## What you are asked to do
Reproduce the records that follow without alteration, apart from removing the pictures.

═══ Data to process ═══

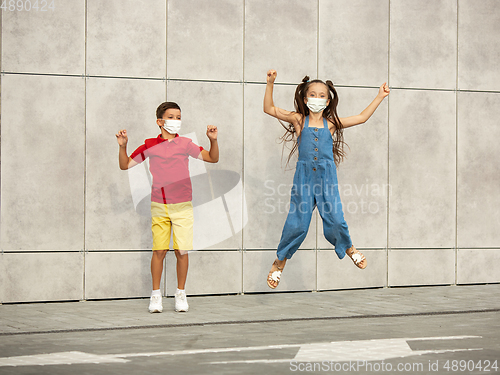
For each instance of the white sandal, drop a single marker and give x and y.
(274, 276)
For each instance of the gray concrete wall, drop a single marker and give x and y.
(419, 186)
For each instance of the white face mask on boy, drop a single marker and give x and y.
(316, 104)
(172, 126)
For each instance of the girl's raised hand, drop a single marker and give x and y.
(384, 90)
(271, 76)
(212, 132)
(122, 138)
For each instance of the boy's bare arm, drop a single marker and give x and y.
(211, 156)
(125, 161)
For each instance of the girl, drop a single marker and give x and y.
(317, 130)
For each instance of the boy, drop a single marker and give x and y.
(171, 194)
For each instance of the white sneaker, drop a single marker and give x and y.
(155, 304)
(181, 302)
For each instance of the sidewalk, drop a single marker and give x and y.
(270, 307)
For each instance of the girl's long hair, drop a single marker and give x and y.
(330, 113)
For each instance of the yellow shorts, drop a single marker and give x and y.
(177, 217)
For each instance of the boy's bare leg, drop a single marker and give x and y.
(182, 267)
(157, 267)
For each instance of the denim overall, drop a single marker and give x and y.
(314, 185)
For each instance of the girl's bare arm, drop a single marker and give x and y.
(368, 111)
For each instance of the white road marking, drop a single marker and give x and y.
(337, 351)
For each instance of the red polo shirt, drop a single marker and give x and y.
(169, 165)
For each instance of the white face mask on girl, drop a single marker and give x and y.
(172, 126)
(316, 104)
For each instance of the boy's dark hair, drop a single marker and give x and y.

═══

## Exercise response
For each instance of the white sandal, drop a single marker and give x and y.
(274, 276)
For each instance of the gray concrete wall, drop a single marker and give x and y.
(419, 186)
For each instance of the white face mask on boy, drop a single marker and give x and y.
(316, 104)
(172, 126)
For each instance of the girl's raised hand, drop a single marker and give x and y.
(384, 90)
(271, 76)
(212, 132)
(122, 138)
For each instance of the boy's bare arm, drop a single marker and give x and y.
(211, 156)
(125, 161)
For each instance of the girl, drop a single marker and give x and y.
(317, 130)
For each instance of the boy, drop a single marker and give x and y.
(171, 194)
For each instance of the white sneaker, drop a single marker and give x and y.
(155, 304)
(181, 302)
For each instance of the sidewalk, drop a single marker and give x and y.
(270, 307)
For each instance of the girl's long hair, drop a single marker and give x and y.
(330, 113)
For each instance of the yellow shorts, drop a single marker and give x and y.
(177, 217)
For each instance of the boy's bare leg, drop a single marker and give x and y.
(182, 267)
(157, 267)
For each instance of the denim overall, drop a single marker and give x and y.
(314, 185)
For each instance of the girl's bare arm, drop a single marker and give x and y.
(368, 111)
For each instance of the white road marking, drop a single marker and give x and y.
(337, 351)
For each instance of the red polo shirt, drop a single marker and give x and y.
(169, 165)
For each instance of the white face mask on girl, drop a single marker and give x and y.
(172, 126)
(316, 104)
For each instance of the boy's dark hair, drop a single marker and give x and y.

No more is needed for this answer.